START SOURCE RECORDS

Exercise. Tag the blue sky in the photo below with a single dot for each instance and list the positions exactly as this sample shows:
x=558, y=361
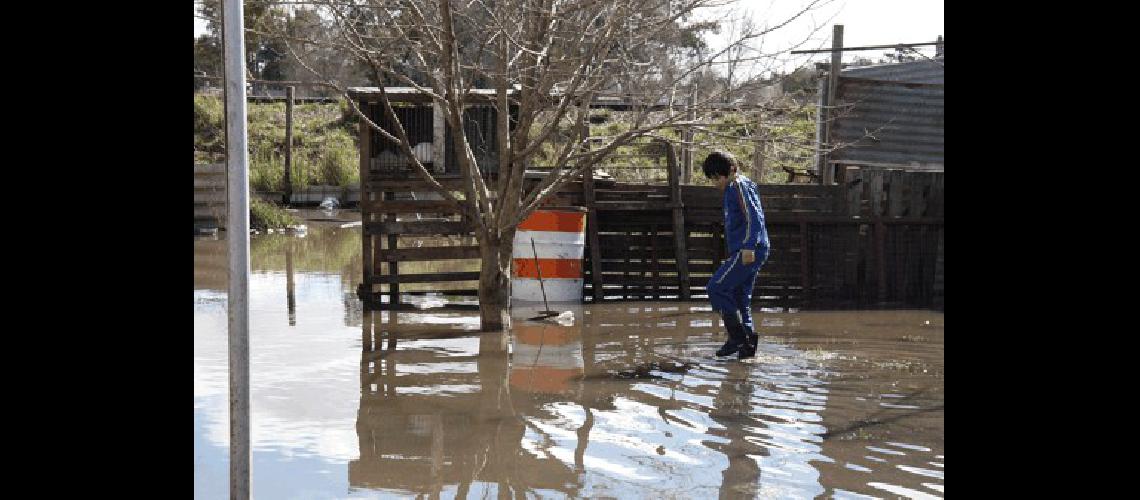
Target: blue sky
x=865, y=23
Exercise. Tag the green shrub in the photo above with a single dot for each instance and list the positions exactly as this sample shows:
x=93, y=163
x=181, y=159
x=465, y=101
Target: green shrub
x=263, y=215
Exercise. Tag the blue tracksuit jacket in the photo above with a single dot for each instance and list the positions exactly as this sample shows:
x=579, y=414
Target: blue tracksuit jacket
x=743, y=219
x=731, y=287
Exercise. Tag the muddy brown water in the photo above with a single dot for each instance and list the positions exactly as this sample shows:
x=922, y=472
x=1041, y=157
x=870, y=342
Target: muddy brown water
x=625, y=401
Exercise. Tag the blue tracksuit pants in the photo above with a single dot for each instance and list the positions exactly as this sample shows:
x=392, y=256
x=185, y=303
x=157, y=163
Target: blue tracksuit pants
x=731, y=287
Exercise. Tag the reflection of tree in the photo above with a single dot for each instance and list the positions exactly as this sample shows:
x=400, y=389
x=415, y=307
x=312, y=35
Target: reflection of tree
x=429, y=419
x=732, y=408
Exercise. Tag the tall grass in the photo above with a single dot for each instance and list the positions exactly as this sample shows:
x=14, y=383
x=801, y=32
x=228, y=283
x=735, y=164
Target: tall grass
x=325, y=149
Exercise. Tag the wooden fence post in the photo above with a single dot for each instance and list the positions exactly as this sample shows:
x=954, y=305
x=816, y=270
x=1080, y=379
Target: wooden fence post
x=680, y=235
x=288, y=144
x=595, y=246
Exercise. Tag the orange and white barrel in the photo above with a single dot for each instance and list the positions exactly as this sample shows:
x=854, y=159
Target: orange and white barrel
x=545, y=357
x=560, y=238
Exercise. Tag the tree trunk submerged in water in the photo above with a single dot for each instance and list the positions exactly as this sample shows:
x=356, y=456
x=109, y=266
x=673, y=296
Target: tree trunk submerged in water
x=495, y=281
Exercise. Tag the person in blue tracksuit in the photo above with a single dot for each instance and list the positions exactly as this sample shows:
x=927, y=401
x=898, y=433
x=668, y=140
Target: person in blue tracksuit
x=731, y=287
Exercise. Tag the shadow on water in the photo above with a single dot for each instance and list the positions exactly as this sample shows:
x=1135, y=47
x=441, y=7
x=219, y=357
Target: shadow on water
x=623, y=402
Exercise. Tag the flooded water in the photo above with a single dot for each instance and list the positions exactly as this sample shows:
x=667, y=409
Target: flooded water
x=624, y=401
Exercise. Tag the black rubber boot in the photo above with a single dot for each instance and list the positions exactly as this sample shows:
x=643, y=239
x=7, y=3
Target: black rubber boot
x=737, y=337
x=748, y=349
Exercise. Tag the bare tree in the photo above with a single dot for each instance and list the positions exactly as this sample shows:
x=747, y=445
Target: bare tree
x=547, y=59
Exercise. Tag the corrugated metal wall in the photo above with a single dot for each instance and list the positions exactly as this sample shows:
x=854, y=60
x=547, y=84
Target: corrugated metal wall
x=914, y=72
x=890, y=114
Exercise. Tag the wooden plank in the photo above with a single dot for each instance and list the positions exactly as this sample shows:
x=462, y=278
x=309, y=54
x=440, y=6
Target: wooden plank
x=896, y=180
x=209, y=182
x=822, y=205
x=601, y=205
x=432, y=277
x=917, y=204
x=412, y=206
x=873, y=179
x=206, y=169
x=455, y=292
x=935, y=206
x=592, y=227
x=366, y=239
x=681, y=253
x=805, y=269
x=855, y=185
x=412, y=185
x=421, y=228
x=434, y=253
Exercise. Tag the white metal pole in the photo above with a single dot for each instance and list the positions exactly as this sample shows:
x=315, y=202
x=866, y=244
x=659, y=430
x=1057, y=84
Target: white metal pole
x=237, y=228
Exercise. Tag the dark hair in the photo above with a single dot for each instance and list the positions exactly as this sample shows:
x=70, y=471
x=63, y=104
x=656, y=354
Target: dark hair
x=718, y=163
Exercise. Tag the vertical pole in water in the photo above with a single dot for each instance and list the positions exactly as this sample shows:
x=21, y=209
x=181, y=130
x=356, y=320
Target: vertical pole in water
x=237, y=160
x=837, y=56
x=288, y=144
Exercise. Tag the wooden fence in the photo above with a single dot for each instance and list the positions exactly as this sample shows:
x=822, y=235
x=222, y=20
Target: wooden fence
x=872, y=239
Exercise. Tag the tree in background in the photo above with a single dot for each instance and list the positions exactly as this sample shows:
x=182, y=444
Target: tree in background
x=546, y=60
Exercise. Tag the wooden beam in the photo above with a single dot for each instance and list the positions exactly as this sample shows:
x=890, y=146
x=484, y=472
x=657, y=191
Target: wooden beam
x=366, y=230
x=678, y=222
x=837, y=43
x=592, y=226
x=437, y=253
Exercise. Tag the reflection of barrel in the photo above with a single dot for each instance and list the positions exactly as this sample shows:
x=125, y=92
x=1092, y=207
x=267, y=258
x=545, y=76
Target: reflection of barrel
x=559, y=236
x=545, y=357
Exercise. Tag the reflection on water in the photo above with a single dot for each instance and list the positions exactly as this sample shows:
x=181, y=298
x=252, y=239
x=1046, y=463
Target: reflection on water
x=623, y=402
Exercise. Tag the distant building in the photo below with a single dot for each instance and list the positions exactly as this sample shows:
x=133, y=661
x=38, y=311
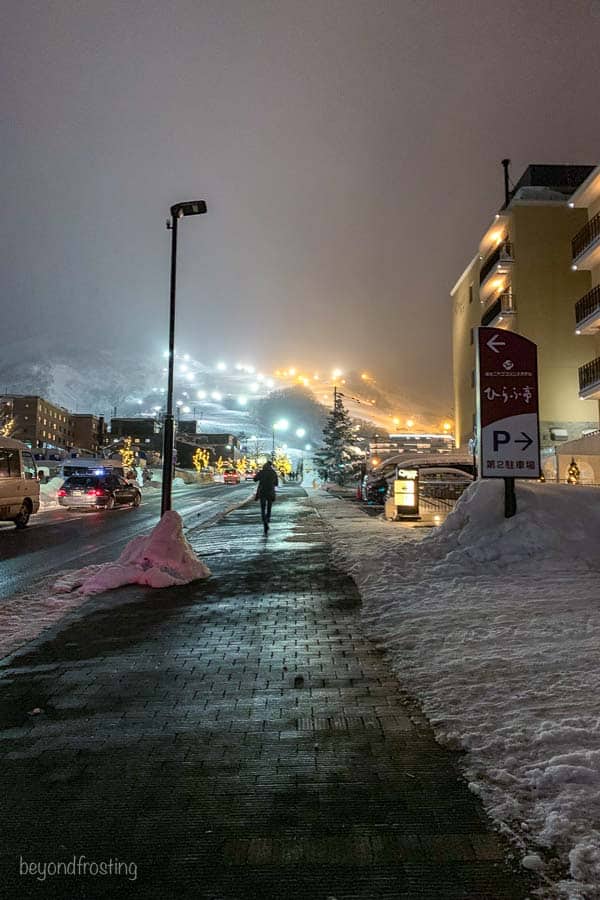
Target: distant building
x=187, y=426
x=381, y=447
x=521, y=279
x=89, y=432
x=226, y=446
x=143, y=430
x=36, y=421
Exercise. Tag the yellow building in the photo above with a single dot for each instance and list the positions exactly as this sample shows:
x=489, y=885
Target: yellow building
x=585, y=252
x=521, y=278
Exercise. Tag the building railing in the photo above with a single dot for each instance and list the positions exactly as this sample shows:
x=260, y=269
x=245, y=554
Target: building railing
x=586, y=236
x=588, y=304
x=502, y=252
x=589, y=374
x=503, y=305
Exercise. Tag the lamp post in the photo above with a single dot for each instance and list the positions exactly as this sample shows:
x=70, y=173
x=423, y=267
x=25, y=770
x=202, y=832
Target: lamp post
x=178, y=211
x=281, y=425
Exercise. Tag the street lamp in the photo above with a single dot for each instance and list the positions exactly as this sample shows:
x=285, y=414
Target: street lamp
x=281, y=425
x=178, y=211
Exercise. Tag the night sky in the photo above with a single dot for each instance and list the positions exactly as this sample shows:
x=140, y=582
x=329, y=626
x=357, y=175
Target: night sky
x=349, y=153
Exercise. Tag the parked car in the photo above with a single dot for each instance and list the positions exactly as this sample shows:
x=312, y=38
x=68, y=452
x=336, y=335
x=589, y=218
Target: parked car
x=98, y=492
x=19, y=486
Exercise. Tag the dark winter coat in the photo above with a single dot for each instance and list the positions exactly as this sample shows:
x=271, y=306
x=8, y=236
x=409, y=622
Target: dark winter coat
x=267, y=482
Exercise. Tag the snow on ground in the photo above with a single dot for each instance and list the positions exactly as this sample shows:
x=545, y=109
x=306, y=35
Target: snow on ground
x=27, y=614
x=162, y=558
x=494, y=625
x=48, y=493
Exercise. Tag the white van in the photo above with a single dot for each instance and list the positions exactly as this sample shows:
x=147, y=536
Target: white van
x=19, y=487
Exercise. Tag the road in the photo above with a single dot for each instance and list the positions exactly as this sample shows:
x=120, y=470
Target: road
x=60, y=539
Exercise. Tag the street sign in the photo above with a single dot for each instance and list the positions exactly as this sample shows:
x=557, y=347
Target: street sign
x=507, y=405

END SOURCE RECORDS
START SOURCE RECORDS

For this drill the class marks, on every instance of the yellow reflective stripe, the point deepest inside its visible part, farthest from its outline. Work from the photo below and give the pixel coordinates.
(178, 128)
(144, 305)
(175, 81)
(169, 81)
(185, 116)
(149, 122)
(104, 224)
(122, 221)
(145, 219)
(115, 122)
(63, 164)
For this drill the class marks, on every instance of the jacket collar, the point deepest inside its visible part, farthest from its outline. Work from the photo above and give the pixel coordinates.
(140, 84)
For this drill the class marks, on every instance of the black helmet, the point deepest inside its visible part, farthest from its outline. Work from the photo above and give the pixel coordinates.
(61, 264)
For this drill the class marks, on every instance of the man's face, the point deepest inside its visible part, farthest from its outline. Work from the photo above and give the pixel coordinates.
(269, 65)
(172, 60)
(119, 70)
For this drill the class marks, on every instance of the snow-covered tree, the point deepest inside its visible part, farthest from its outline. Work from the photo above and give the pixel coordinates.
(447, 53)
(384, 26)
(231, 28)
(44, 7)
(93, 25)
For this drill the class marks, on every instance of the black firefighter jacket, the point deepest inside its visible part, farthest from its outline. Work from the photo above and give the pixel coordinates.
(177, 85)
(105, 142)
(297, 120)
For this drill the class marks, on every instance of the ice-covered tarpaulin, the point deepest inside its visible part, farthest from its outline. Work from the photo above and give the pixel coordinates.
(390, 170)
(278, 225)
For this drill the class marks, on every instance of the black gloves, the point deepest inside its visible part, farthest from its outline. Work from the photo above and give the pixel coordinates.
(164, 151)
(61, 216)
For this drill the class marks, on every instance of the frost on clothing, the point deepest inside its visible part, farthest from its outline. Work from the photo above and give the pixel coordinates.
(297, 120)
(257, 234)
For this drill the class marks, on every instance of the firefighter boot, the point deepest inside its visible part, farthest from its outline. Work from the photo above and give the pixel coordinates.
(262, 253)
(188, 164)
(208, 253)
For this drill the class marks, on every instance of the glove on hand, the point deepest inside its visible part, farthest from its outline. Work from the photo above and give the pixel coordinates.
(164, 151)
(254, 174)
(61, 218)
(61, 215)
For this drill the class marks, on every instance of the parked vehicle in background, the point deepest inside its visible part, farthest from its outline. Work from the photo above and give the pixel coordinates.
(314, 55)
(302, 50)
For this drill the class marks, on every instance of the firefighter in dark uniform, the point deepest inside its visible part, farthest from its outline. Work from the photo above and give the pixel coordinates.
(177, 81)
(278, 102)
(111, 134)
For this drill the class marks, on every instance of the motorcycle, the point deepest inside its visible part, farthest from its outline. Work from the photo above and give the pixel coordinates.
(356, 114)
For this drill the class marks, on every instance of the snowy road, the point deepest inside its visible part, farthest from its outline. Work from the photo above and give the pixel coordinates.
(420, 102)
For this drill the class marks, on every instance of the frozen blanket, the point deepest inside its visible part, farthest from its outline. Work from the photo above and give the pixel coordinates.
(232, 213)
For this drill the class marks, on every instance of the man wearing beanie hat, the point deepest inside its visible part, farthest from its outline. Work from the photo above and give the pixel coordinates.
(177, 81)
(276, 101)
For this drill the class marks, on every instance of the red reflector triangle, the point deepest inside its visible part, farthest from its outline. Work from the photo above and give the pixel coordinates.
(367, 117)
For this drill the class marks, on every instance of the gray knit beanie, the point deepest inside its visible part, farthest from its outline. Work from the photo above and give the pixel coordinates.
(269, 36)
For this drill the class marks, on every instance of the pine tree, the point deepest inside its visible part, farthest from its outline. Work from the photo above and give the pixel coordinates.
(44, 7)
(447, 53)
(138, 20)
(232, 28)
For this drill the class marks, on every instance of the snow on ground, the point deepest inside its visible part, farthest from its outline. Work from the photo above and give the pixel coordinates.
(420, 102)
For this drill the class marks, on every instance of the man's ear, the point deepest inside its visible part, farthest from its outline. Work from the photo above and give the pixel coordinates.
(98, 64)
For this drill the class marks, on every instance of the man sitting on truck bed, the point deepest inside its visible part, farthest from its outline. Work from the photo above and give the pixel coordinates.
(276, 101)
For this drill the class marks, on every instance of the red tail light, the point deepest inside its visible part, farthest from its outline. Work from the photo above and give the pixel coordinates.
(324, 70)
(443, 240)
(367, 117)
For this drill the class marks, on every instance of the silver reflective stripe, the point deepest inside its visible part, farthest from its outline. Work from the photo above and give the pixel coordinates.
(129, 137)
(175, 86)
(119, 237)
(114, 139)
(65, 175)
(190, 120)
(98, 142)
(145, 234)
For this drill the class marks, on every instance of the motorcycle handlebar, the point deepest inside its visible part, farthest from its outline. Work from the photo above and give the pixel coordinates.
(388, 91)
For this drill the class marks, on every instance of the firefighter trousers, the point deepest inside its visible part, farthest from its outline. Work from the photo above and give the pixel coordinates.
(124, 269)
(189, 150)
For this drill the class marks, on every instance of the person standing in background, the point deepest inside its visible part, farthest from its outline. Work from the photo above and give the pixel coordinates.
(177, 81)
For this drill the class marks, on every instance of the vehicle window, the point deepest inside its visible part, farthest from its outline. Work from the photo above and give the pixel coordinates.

END SOURCE RECORDS

# TASK TO COMPLETE:
Look through the listing above for the line with "Exercise. Tag the blue sky" and the line with "x=673, y=296". Write out exactly those lines and everything between, leaving out pictures.

# RESULT:
Exercise. Tag the blue sky in the photo below with a single dot for each instance and list the positions exactly as this sample shows:
x=558, y=361
Target: blue sky
x=865, y=23
Exercise. Tag the green shrub in the photo above with a single dot for each instance and list the positions exactly as this sample shows:
x=93, y=163
x=181, y=159
x=465, y=101
Target: green shrub
x=263, y=215
Exercise. Tag the blue tracksuit jacket in the photo above with a single dot for each instance and list the positions exactly as this sample shows:
x=579, y=414
Target: blue tracksuit jacket
x=743, y=219
x=731, y=287
Exercise. Tag the muddy brown water in the photo above with a single dot for each instance and list the positions exactly as this sample shows:
x=922, y=472
x=1041, y=157
x=870, y=342
Target: muddy brown water
x=625, y=401
Exercise. Tag the blue tracksuit pants in the photo above with a single dot for each instance and list the positions exactly as this sample shows:
x=392, y=256
x=185, y=303
x=157, y=163
Target: blue tracksuit pants
x=731, y=287
Exercise. Tag the reflection of tree in the photo above with a single dot for each instance and list the positions exactly as this sample shows:
x=400, y=389
x=415, y=307
x=312, y=35
Target: reflection of tree
x=429, y=419
x=732, y=408
Exercise. Tag the tall grass in the photo above with a single dot for each instance and list the positions exactly as this sample shows:
x=14, y=383
x=801, y=32
x=228, y=283
x=735, y=164
Target: tall grass
x=325, y=149
Exercise. Tag the wooden fence post in the photo above with a single dot for each instance and list the positions exactly as this sample shows:
x=954, y=305
x=816, y=270
x=1080, y=379
Target: wooden fence post
x=680, y=235
x=288, y=144
x=595, y=246
Exercise. Tag the orange and white barrel in the photo above with a single dot for each instance and list the positions exactly as this sample shows:
x=854, y=159
Target: orange and white barrel
x=545, y=357
x=560, y=238
Exercise. Tag the tree trunk submerged in water in the photo above with a single dot for each instance and list the positions exactly as this sample shows:
x=356, y=456
x=109, y=266
x=673, y=296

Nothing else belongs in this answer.